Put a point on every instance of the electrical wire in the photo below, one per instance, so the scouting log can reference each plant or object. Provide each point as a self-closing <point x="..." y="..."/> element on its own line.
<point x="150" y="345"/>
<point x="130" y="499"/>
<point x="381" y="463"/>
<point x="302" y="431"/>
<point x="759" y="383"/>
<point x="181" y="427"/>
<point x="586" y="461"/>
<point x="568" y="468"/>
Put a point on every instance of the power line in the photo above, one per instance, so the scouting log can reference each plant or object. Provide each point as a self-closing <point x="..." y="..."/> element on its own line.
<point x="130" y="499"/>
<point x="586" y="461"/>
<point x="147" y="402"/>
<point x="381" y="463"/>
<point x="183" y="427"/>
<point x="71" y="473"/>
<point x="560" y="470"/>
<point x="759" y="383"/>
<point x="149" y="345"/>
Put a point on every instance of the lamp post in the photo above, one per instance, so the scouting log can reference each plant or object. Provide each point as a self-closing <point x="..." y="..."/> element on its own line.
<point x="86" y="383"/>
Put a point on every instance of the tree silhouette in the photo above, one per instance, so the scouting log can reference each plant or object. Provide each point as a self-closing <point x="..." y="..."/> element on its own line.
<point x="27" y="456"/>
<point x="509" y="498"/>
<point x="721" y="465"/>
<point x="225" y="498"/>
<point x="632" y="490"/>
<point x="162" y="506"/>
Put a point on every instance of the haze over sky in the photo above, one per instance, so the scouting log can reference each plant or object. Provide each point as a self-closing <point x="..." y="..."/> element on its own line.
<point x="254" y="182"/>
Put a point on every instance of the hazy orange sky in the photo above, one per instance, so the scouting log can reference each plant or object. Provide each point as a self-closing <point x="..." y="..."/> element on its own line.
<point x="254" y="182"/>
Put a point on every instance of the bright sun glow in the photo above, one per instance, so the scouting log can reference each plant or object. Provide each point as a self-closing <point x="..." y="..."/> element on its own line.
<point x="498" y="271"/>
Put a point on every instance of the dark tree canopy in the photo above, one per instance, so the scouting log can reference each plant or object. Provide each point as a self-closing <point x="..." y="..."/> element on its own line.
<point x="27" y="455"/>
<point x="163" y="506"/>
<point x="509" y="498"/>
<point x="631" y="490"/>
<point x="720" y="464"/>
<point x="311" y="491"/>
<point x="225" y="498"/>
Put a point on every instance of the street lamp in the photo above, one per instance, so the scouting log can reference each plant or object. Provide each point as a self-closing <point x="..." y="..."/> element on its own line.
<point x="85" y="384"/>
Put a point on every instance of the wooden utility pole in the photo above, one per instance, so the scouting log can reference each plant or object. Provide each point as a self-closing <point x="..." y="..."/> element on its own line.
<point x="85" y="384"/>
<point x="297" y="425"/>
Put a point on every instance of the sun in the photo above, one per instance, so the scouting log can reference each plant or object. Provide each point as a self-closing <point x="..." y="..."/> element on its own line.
#####
Description of the task. Repeat every record exactly as written, please.

Response to the task.
Put a point on every instance of the electrical wire in the photo below, one per instance, so the scouting log can reference each plant or object. Provide each point as a self-closing <point x="..." y="..."/> element on its own line.
<point x="150" y="345"/>
<point x="130" y="499"/>
<point x="381" y="463"/>
<point x="302" y="431"/>
<point x="759" y="383"/>
<point x="181" y="427"/>
<point x="586" y="461"/>
<point x="568" y="468"/>
Put a point on every instance of the power line in the photo above, one per instance, so the scouting log can reference each plant or object. Provide each point as a self-closing <point x="..." y="..."/> element on its own line.
<point x="130" y="499"/>
<point x="586" y="461"/>
<point x="147" y="402"/>
<point x="381" y="463"/>
<point x="183" y="427"/>
<point x="71" y="473"/>
<point x="560" y="470"/>
<point x="759" y="383"/>
<point x="149" y="345"/>
Put a point on every instance of the lamp post in the photo above, one per instance, so the scouting log can reference each plant or object. Provide each point as a self-closing <point x="..." y="..."/> element on its own line.
<point x="86" y="383"/>
Put a point on every instance of the tree silhouette in the photo above, one per instance, so the scouting log can reference each plant or object. Provide each point as a self-closing <point x="..." y="..."/> element on its own line.
<point x="27" y="456"/>
<point x="509" y="498"/>
<point x="721" y="465"/>
<point x="225" y="498"/>
<point x="632" y="490"/>
<point x="162" y="506"/>
Put a point on every instance of the haze over sky in the photo above, one per instance, so the scouting log can reference each plant or object. Provide each point as a self-closing <point x="..." y="..."/> element on its own line.
<point x="254" y="182"/>
Put a point on every instance of the hazy orange sky in the photo above, one per instance, so the scouting log can reference each plant or object. Provide each point as a self-closing <point x="..." y="..."/> element on its own line.
<point x="254" y="182"/>
Put a point on every instance of the bright sun glow in the photo above, one per instance, so the scouting log can reference each plant or object. Provide each point as a self-closing <point x="..." y="..."/> element on its own line.
<point x="498" y="271"/>
Put a point on every instance of the dark tree canopy in the photo above, one per instance, so the scouting log can reference each plant or object. Provide each point as a self-closing <point x="..." y="..."/> element on its own line.
<point x="27" y="455"/>
<point x="163" y="506"/>
<point x="509" y="498"/>
<point x="631" y="490"/>
<point x="720" y="464"/>
<point x="311" y="491"/>
<point x="225" y="498"/>
Put a point on every instance of the street lamp in the photo above, one per instance, so the scouting log can reference each plant or object. Provide each point as a self-closing <point x="..." y="..."/> element on its own line.
<point x="85" y="384"/>
Put a point on every instance of the wooden utility pole in the photo above, one per instance, so the scouting log can reference each plant or object. Provide each point as a self-closing <point x="..." y="..."/> element on its own line.
<point x="85" y="384"/>
<point x="297" y="425"/>
Put a point on every instance of the sun in the photo above, one per instance, so the scouting log can reference each plant or object. Provide each point as a self-closing <point x="..." y="..."/> element on its own line.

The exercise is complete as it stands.